• [Task list]
1. According to the pain clinic account, which treatments have not worked?
2. Please reproduce the stretch of the pain clinic account from "Hence the pain" through "It withers you.".

• [Excerpt to read]
BEGIN

Ugh, the anguish of going to the pain department at Chelsea & Westminster really stays with you. Don’t get me wrong; I’m grateful for any/all help. Since breaking my back (and other areas), the one problem that’s never shown any improvement is the debilitating pain around where the metal-work was implanted (via two operations). It makes it hard to plan anything (because the pain is unpredictable) and that which can be planned has to be done so with intense forethought and strategy. Sitting is the hardest thing, followed by standing (oddly, walking, insofar as I can walk, is easier than standing, perhaps because the movement is distracting). If I have something to write that requires an hour of work, I might be able to do ten minutes at 10.00am, 20 minutes at 2.00pm, 10 minutes at 4.00pm and so on and so on. In between each burst, I will need to stretch, lie down on my front, lie down on my back, trying the floor if the bed or sofa isn’t diminishing the pain. Before I know it, the day has evaporated. I use the strongest painkiller conservatively, in the hope that it will retain its efficacy and, if I’m lucky, it will enable 60-90 minutes of sitting time once a day. But it doesn’t always work and sometimes it just gives me 20, if that. Steroids into the sacrum, epidurals and Botox into trigger points have not worked, so the next thing I’m looking into is spinal stimulation therapy.
Hence the pain department appointment. I knew the form, but it still hurts. The skepticism on the face of the doctor and the strange, intrusive questions that have nothing to do with pain. The gaslighting suggestions that it’s all in your head. The questions that seem to imply that you’re just not trying hard enough. It withers you.
After four-and-a-half hours (why these maxi-size appointments, comprising 15 minutes of face-to-face time with three hours, 45 minutes of waiting – for people who have trouble sitting?), I came home and wept. And that’s something for which I really am grateful. I very rarely cry and yet sometimes it’s appropriate and healing. And once I’m crying over one thing, the tears attach themselves to other things, so I end up processing more than one source of pain. As I cried, I thought of a recently deceased friend, my late father, some superannuated dreams that didn’t materialise. The next day, I could feel that there was less emotional clutter in my system. So even though one kind of pain is as intense as ever, another kind has been stilled.

END

• [Dataset]
BEGIN

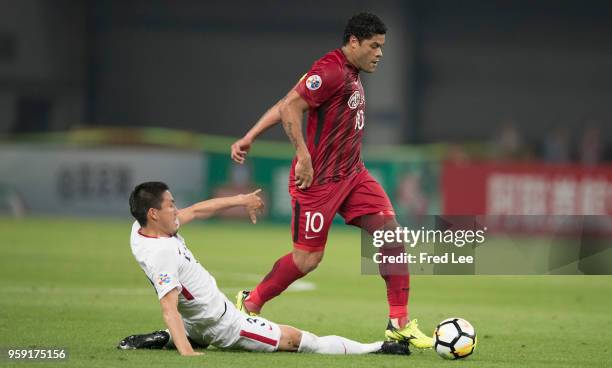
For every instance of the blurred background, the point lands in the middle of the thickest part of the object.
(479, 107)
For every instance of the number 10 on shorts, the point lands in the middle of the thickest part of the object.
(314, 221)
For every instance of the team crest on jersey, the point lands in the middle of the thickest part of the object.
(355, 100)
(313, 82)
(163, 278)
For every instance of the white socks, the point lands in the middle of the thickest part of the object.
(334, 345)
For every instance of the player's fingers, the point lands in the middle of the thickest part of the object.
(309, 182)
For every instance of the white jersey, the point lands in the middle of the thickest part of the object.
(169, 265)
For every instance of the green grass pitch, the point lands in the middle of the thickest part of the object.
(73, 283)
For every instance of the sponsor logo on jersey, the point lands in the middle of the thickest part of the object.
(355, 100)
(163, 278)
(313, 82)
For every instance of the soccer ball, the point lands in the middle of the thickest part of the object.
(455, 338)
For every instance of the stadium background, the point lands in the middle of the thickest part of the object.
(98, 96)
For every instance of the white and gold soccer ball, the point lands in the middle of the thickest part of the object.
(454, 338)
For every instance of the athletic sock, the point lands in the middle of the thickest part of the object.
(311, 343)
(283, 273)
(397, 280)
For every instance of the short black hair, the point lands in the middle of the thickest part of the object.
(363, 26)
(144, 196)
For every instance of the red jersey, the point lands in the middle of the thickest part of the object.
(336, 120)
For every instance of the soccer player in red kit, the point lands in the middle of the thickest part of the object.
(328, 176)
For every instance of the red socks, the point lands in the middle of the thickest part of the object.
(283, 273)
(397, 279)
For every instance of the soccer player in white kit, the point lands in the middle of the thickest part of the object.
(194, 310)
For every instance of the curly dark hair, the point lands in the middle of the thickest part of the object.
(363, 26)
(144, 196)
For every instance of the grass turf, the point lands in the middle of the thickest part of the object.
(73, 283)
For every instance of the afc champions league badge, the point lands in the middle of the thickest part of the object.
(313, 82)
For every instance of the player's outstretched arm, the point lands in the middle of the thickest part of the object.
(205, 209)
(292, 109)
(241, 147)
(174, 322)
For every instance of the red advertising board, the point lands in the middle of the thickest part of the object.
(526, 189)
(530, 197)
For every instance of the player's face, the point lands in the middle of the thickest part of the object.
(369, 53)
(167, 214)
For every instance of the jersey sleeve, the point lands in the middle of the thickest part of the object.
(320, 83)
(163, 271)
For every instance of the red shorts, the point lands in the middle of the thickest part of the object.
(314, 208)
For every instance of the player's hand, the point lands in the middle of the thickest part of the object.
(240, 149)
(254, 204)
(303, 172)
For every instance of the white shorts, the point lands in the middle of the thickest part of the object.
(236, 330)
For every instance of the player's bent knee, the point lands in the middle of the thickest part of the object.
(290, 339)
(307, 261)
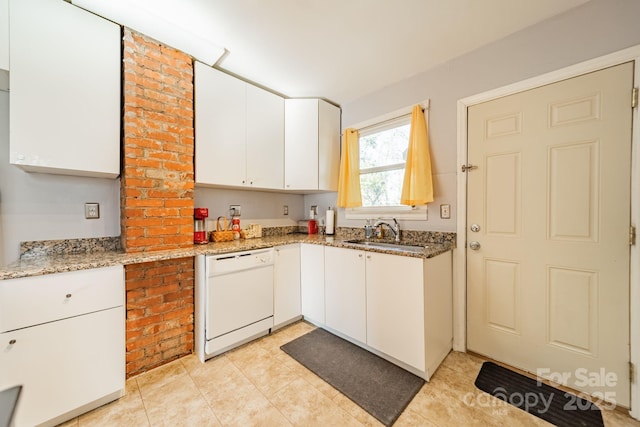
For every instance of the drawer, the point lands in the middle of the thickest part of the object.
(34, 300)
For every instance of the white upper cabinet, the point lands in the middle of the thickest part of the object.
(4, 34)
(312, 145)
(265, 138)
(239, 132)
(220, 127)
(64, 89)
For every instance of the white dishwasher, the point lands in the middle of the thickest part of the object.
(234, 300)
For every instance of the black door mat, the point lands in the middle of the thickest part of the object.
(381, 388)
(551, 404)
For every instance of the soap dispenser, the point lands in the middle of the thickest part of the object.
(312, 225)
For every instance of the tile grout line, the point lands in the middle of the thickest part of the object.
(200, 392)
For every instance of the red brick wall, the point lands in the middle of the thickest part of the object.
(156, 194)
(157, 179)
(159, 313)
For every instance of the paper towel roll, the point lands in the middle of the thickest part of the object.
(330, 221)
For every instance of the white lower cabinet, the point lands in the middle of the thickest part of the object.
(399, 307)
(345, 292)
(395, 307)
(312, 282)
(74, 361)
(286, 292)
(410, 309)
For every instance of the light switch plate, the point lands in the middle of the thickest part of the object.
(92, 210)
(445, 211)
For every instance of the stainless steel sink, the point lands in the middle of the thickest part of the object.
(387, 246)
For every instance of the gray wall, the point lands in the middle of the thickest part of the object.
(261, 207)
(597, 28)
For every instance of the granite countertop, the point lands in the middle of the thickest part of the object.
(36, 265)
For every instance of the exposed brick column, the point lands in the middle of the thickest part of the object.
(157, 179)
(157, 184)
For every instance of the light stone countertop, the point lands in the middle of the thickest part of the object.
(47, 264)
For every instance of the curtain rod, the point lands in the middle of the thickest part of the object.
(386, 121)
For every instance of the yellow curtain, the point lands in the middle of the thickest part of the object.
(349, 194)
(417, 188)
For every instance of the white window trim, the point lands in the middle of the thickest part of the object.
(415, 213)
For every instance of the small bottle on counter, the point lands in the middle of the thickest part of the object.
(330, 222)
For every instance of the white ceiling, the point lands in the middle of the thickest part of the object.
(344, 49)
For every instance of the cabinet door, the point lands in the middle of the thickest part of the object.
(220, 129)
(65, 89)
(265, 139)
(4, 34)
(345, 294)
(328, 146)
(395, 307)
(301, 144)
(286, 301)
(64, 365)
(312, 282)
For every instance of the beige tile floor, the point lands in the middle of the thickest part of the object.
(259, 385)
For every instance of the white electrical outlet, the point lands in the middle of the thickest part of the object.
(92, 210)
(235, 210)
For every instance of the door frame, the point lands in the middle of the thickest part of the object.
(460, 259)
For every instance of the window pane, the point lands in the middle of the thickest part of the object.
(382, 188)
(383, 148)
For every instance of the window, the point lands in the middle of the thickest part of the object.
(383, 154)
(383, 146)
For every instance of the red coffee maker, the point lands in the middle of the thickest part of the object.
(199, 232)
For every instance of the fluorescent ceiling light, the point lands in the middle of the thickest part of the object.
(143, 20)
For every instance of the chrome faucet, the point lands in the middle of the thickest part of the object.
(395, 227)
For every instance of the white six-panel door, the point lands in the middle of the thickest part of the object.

END

• [Answers for the tasks]
1. Steroids into the sacrum, epidurals and Botox into trigger points.

2.
Hence the pain department appointment. I knew the form, but it still hurts. The skepticism on the face of the doctor and the strange, intrusive questions that have nothing to do with pain. The gaslighting suggestions that it’s all in your head. The questions that seem to imply that you’re just not trying hard enough. It withers you.